This is the mail archive of the mailing list .

Index Nav: [Date Index] [Subject Index] [Author Index] [Thread Index]
Message Nav: [Date Prev] [Date Next] [Thread Prev] [Thread Next]

Re: Bad Continuation of Multi-Byte UTF-8 Sequence

First of all, apologies for my misunderstanding.  But in a way I'm glad 
because it let you expand your ideas to state:

> [...] I can see the day when the encoding will need to change
> within a single file.

I have such a file.  It's name is mbox.  Not in XML, but the biggest problem 
with having a file in multiple encodings that I can see is not being able to 
grep and/or edit it easily.  If such a day comes as you suggest, tools will 
have to be revised to deal with it better.  (Yes, mail clients do deal with 
this particular issue very well.)

I've considered using DocBook for multiple languages, where one document 
contains various languages.  I can easily see this as being a case where 
multiple encodings would be necessary.  (No, I haven't gotten it to work as 
getting the right combination of tags with lang="xx" with what the DTD allows 
for children isn't easy.  SmartDoc was designed to handle this case better.)

Nonetheless, isn't this where Unicode comes in to save the day?  (I know 
about the faults in Unicode as some friends have to use more common gliphs 
for their names when registering with Unicode based software.)  If one has 
the gliphs, typing in multiple languages (each normally with multiple 
encodings) becomes possible in a single file.  I'm curious as to why you 
would prefer to use multiple encodings in a single file over UTF-8.  Or am I 
misinterpreting your statement again?

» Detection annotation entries

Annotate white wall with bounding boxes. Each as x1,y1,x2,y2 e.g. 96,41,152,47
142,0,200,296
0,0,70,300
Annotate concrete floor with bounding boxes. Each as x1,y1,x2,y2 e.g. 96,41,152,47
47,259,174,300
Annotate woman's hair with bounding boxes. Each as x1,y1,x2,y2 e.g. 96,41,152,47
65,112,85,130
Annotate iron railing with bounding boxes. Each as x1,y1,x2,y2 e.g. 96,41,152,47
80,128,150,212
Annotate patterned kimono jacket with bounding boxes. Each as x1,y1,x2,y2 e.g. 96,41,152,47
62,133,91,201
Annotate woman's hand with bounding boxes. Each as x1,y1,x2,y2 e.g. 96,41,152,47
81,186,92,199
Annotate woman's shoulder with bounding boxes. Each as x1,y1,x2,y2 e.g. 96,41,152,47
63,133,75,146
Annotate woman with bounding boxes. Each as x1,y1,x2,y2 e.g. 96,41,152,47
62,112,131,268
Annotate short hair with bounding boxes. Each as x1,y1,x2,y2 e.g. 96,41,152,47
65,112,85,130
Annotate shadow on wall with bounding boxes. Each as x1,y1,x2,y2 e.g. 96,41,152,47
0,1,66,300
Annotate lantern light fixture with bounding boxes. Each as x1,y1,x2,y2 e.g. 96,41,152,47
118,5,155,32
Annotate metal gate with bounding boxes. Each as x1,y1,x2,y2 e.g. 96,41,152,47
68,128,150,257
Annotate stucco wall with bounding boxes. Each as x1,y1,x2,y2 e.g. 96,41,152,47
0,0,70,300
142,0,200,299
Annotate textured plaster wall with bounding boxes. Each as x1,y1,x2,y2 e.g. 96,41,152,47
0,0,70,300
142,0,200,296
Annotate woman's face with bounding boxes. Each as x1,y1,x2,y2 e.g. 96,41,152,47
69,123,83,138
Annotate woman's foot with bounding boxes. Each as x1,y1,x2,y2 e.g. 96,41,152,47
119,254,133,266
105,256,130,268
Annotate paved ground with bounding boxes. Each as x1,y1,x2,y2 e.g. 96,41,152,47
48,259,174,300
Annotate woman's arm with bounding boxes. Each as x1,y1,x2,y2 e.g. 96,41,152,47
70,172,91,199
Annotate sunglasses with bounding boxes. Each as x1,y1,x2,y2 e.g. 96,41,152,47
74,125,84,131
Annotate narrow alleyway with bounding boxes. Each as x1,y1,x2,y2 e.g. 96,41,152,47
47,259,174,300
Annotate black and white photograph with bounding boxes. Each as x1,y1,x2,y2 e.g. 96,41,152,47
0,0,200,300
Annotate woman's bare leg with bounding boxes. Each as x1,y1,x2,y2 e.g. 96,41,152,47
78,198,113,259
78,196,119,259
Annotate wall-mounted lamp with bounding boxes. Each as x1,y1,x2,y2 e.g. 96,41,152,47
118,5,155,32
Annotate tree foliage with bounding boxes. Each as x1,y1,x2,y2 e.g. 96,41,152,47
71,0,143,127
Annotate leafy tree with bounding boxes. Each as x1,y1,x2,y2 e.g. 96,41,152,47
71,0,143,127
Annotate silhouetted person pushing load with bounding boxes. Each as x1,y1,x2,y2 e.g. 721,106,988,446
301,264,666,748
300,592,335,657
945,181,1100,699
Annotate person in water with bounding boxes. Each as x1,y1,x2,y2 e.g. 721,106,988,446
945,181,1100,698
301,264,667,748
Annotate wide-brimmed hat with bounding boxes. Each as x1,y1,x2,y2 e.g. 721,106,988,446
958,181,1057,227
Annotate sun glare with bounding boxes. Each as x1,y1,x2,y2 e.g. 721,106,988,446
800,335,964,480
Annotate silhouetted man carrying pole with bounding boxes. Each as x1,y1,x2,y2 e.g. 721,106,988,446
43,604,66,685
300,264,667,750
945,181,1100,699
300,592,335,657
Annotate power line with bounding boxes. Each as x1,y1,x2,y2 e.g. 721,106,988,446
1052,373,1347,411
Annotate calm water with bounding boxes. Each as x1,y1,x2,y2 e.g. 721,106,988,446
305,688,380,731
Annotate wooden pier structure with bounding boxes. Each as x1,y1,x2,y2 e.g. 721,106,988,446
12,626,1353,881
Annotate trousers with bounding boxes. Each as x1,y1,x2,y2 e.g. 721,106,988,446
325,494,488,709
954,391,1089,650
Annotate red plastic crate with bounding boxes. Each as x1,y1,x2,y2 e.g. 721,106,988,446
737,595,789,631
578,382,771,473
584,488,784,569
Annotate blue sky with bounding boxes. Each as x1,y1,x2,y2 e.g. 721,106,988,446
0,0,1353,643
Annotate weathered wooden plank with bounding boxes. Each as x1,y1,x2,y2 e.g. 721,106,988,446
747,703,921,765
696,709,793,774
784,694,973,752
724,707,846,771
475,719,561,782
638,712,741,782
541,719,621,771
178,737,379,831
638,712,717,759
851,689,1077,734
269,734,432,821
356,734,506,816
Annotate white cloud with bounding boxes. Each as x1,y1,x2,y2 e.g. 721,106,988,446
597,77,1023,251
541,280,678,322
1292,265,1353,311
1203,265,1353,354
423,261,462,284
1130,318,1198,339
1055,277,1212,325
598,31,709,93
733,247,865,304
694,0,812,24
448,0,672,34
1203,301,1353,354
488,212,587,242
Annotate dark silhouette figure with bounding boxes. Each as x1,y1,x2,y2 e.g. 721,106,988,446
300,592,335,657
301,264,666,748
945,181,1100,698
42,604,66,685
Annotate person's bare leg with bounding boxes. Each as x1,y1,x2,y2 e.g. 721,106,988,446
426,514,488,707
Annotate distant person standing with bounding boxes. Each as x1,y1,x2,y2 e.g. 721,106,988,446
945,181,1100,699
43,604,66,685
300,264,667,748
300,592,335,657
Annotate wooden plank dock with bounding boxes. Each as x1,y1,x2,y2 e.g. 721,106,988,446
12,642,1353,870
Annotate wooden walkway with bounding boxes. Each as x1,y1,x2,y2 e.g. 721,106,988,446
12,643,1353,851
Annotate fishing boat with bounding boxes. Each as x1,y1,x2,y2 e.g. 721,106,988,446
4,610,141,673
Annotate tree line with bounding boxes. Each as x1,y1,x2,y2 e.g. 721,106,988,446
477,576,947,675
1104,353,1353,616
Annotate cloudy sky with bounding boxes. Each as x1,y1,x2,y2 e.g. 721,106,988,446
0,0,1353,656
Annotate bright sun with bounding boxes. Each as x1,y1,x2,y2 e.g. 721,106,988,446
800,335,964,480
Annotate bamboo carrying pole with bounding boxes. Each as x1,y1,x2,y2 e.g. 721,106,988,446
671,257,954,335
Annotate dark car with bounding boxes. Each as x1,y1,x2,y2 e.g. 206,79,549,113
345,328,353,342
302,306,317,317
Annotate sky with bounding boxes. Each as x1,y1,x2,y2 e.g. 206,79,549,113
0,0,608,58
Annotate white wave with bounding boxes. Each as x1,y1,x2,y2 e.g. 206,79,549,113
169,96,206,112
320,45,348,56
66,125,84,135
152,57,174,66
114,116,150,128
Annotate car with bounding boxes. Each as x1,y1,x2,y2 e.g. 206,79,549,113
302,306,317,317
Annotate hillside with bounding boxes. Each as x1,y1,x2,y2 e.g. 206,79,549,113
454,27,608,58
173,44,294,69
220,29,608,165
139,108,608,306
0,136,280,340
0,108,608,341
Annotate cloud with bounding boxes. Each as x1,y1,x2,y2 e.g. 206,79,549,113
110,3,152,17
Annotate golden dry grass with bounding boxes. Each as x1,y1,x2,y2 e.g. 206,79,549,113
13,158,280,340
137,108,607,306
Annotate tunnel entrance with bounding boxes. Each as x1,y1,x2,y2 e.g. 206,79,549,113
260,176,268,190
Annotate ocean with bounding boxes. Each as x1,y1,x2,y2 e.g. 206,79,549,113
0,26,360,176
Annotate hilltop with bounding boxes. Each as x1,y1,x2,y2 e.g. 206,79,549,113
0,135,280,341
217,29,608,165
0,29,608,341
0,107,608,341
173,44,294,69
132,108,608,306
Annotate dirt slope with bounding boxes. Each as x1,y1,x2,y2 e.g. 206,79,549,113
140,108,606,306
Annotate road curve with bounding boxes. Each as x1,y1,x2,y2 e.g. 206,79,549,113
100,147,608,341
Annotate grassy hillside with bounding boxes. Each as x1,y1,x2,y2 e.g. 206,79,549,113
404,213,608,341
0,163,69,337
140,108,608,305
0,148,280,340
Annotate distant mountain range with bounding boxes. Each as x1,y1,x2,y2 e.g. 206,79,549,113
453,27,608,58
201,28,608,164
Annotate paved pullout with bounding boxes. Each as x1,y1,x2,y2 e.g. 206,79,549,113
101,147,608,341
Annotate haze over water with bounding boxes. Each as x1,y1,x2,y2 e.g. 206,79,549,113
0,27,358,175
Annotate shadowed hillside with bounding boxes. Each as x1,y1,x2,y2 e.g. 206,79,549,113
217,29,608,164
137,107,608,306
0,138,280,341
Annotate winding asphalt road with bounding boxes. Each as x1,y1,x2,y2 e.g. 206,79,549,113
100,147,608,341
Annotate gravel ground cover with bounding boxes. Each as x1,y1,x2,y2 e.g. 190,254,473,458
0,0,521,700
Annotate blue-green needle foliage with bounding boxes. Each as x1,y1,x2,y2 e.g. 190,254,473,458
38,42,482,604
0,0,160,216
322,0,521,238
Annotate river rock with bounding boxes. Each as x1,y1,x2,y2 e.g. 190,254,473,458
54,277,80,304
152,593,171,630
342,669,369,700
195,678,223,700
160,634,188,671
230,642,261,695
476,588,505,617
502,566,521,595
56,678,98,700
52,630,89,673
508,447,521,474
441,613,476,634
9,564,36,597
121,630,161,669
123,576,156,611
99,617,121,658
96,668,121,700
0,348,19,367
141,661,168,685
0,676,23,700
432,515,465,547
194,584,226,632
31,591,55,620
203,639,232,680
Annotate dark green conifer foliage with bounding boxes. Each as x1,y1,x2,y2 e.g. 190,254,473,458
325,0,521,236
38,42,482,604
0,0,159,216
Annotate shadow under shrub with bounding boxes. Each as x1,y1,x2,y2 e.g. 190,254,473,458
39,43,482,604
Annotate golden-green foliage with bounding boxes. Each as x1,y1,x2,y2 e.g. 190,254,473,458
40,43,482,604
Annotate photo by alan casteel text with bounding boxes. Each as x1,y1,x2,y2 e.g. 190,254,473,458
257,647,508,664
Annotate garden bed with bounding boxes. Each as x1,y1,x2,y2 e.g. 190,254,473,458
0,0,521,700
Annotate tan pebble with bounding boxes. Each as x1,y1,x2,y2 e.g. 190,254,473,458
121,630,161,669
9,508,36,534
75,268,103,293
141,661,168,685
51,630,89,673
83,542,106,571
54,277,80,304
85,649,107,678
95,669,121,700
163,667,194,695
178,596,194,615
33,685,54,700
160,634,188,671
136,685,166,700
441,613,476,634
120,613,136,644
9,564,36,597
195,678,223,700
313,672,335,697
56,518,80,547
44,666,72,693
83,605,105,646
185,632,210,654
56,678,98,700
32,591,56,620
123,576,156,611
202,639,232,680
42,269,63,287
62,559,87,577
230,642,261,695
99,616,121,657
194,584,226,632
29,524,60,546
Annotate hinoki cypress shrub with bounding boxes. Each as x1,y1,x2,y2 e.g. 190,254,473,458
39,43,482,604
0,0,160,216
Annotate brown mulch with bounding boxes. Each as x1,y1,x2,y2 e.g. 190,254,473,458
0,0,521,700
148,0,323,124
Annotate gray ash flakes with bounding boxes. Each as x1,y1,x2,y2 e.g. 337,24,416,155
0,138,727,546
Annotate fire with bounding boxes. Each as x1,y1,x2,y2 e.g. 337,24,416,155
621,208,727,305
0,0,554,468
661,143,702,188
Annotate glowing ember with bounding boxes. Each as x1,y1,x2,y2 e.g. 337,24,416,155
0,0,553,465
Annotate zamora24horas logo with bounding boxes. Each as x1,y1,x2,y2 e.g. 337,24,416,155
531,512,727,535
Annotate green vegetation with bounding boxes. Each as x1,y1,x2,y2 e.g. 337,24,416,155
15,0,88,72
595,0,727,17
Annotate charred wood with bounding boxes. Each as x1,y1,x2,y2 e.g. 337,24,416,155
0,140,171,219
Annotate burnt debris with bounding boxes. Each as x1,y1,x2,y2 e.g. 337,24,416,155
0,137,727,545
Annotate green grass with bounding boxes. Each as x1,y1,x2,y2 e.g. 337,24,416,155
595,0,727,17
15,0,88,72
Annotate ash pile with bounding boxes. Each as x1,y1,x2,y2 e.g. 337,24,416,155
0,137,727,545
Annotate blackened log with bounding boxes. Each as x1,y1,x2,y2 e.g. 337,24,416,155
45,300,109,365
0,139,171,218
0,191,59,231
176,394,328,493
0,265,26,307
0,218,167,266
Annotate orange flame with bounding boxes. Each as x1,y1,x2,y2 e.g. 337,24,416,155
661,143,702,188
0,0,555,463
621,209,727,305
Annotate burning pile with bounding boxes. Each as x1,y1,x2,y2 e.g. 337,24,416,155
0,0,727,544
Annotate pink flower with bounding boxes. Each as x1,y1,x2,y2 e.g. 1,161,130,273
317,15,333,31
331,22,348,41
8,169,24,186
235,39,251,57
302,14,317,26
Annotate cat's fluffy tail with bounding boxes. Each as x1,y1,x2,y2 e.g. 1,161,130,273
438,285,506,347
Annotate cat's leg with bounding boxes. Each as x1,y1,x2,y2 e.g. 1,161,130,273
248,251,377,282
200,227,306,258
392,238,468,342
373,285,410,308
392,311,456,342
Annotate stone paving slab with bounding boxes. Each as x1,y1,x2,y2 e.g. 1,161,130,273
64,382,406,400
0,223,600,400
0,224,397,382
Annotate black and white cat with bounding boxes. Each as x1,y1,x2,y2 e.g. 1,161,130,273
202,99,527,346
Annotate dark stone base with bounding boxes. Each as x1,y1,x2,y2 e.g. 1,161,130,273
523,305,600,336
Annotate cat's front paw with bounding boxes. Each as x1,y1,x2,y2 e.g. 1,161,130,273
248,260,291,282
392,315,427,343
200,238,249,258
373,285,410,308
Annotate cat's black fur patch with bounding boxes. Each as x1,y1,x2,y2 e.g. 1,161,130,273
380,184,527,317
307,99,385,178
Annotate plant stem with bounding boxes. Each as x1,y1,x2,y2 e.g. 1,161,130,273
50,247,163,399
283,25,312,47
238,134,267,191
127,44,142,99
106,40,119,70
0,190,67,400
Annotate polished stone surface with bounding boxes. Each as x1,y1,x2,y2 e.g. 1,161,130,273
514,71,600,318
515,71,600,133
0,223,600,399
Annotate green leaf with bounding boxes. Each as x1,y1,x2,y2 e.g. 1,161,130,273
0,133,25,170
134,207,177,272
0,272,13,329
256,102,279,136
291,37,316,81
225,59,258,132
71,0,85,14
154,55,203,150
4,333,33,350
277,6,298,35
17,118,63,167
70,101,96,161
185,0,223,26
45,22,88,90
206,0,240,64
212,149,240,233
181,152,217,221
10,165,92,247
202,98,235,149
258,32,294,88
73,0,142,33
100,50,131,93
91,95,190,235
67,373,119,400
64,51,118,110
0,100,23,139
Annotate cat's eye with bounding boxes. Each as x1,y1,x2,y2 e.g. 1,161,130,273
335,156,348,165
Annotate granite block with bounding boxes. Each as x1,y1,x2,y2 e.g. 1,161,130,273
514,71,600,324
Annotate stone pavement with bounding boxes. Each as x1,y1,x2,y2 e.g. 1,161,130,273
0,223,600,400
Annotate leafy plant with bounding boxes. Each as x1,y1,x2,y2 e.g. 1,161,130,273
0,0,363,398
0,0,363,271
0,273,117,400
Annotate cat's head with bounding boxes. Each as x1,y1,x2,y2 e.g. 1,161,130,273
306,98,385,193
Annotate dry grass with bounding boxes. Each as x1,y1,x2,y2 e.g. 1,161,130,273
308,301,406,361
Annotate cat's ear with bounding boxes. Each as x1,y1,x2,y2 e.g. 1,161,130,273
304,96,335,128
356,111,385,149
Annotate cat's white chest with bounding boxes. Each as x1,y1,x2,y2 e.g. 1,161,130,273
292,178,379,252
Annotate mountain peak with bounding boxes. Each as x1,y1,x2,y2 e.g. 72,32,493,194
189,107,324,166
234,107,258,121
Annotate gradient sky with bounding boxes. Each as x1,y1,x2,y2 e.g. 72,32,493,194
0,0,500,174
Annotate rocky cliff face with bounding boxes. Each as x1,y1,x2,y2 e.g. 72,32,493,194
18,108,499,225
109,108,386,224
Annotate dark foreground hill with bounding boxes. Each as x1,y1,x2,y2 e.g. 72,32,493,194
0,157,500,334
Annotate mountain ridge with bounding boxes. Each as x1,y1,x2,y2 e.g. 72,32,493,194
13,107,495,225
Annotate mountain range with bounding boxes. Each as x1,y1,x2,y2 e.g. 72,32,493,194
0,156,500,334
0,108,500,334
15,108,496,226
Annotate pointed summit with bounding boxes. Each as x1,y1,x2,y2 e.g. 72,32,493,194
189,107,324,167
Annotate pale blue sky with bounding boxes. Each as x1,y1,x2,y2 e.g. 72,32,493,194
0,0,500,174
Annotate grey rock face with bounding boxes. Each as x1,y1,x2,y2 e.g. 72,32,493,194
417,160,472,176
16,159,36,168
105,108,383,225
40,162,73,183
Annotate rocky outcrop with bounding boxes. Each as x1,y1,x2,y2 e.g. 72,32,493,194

» Problem statement
Print the part of the mailing-list reply about multiple encodings from "This is the" to "within a single file." without changing anything.

» Answer for the task
This is the mail archive of the mailing list .

Index Nav: [Date Index] [Subject Index] [Author Index] [Thread Index]
Message Nav: [Date Prev] [Date Next] [Thread Prev] [Thread Next]

Re: Bad Continuation of Multi-Byte UTF-8 Sequence

First of all, apologies for my misunderstanding.  But in a way I'm glad 
because it let you expand your ideas to state:

> [...] I can see the day when the encoding will need to change
> within a single file.